_THE EXERCISE_
Lay out the material below as a JSON list of strings, one string per line, with blank lines left out. Begin at the line that contains "One marker belongs on each instance of the plastic" and stop after the line that contains "[(322, 258)]".

-- ENTRIES start --

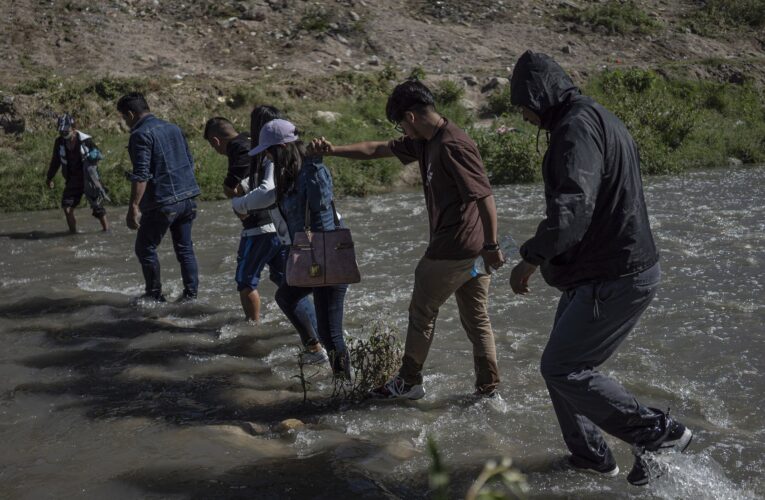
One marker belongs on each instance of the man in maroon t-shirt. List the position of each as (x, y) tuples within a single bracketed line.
[(463, 225)]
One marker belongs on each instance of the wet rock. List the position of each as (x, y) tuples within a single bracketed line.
[(401, 449), (569, 3), (254, 15), (327, 116), (228, 23), (255, 428), (289, 424), (11, 122), (470, 80), (495, 82), (468, 104)]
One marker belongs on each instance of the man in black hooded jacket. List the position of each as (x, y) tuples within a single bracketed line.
[(596, 246)]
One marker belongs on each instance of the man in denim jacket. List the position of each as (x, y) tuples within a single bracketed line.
[(162, 195)]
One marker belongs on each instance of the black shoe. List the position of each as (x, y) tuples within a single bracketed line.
[(675, 437), (605, 470), (148, 298), (645, 468)]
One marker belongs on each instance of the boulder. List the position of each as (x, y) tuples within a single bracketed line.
[(327, 116), (495, 82), (290, 424)]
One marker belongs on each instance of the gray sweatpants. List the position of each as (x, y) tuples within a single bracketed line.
[(591, 322)]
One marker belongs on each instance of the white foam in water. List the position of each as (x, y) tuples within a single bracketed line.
[(696, 476)]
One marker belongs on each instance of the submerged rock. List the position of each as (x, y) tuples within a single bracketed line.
[(289, 424)]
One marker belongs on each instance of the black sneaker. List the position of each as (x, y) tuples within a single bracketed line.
[(603, 470), (186, 298), (148, 298), (645, 468), (675, 437)]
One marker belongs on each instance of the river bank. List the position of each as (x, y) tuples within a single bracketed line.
[(99, 399), (679, 124)]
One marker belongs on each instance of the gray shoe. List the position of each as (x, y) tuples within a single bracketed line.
[(310, 357)]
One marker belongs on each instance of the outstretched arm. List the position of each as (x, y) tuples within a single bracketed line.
[(368, 150)]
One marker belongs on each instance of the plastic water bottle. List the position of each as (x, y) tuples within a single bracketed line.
[(508, 247)]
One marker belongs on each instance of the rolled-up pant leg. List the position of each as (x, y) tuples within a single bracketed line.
[(591, 322), (472, 302), (434, 282)]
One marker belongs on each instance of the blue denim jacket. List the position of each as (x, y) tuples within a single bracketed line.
[(161, 158), (313, 185)]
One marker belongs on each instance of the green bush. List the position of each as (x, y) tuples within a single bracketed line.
[(734, 14), (680, 124), (508, 154), (617, 17), (448, 92), (498, 102), (316, 19)]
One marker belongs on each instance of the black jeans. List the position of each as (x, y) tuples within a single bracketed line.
[(178, 217), (591, 322)]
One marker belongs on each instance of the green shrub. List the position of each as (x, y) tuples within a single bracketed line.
[(735, 14), (316, 19), (417, 73), (498, 102), (617, 17), (508, 154), (448, 92), (680, 124)]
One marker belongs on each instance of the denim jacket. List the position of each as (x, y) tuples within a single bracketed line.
[(314, 186), (161, 158)]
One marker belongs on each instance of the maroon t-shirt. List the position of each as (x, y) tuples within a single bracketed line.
[(453, 178)]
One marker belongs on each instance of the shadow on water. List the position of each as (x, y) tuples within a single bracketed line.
[(100, 356), (110, 378), (36, 235), (40, 306), (327, 475)]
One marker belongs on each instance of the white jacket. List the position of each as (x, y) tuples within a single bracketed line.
[(263, 197)]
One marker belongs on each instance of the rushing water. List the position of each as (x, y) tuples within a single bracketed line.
[(99, 399)]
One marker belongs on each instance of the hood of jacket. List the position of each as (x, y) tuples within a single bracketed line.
[(541, 85)]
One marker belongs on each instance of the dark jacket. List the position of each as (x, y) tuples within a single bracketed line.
[(596, 226), (161, 158), (58, 160)]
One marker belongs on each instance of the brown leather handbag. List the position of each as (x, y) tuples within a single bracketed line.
[(322, 258)]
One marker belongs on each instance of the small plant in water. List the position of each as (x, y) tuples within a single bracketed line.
[(513, 481), (374, 358)]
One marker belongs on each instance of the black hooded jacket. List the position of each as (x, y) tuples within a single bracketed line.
[(596, 226)]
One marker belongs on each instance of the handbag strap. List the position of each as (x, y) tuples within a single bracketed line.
[(307, 225)]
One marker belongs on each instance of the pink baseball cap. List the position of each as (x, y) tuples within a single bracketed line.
[(274, 132)]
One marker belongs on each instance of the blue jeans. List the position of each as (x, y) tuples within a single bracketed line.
[(329, 302), (253, 255), (178, 217)]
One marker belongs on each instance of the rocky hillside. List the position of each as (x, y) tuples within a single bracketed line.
[(244, 40)]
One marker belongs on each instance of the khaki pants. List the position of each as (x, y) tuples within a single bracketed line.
[(434, 282)]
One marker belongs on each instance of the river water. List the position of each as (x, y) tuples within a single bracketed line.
[(100, 399)]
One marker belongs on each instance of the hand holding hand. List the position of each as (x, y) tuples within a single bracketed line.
[(320, 146), (519, 277), (492, 259)]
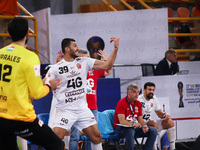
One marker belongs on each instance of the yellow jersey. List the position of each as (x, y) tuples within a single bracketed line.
[(19, 80)]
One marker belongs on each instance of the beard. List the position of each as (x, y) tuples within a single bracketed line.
[(150, 96), (73, 54)]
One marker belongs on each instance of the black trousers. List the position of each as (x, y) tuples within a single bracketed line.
[(36, 132)]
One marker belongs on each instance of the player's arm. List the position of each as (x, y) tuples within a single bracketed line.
[(107, 65), (123, 121), (140, 120), (104, 57), (34, 81), (162, 115), (144, 127), (59, 56)]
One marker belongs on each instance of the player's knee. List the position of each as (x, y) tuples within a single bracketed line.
[(171, 123), (97, 139), (153, 123)]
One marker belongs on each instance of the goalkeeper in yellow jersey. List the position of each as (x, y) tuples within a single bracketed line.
[(19, 80)]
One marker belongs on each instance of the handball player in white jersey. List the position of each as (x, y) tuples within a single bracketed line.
[(71, 104), (149, 105)]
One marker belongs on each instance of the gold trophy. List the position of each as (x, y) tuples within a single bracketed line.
[(180, 91)]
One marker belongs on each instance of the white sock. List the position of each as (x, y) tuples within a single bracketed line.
[(66, 141), (23, 143), (96, 146), (171, 133), (155, 143)]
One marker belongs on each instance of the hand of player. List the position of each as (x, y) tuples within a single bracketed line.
[(59, 56), (166, 116), (145, 129), (55, 83), (103, 55), (137, 125), (116, 41)]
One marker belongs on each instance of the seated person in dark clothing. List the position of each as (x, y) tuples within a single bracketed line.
[(169, 64)]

-- ENTRIES end --

_ANSWER IN FULL_
[
  "One marker belongs on each instance of the plastic water bottle. List the position of each as (x, y) tuples within a single bracketed line.",
  "[(508, 247)]",
  "One marker belongs on each instance of the rolled-up pant leg. List the position of each as (x, y) tuples within a single bracketed line.",
  "[(591, 322), (472, 302), (434, 282)]",
  "One marker belongs on each instance of the blue denim jacket. List the position of each as (x, y) tuples within a single bracketed line.",
  "[(161, 158), (313, 185)]",
  "One marker belongs on each instance of the green bush. List the position of each as (x, y) tuples within a single bracketed line.",
  "[(734, 14), (680, 124), (508, 154), (617, 17), (448, 92), (498, 102), (316, 19)]",
  "One marker belongs on each instance of the black jeans. List the position of each as (x, y) tuples within a single bracketed line.",
  "[(178, 217), (591, 322)]",
  "One marker belongs on each instance of the green shrub. List the position of each as (x, y) tuples within a single bracketed line.",
  "[(735, 14), (316, 19), (417, 73), (498, 102), (617, 17), (508, 154), (448, 92), (680, 124)]",
  "One marker belongs on each instance of the denim jacket. List the position of each as (x, y) tuples within a single bracketed line.",
  "[(314, 186), (161, 158)]",
  "One marker belongs on each instance of the maroon t-shirt. List the position of each as (x, y) tuples within a single bracketed line.",
  "[(453, 178)]",
  "One marker belongs on each instance of the shadow on water. List the position of each as (x, y) tuples within a single bracketed line.",
  "[(100, 356), (110, 378), (36, 235), (40, 306), (327, 475)]",
  "One marker belongs on each instance of the white jacket. List the position of each as (x, y) tuples within a single bracketed line.",
  "[(263, 197)]",
  "One marker belongs on each instance of the rushing water. List the position of each as (x, y) tuples within a single bracketed line.",
  "[(99, 399)]",
  "One marker belongs on each instance of the hood of jacket. List the position of each as (x, y) tuples within a single bracketed line.",
  "[(541, 85)]",
  "One marker belongs on each instance of the dark jacket. List the position of each as (x, y) tuples within a single bracketed line.",
  "[(596, 226), (161, 158), (58, 160)]",
  "One marker belongs on each instance of the brown leather handbag. List the position of each as (x, y) tuples within a single bracketed line.",
  "[(322, 258)]"
]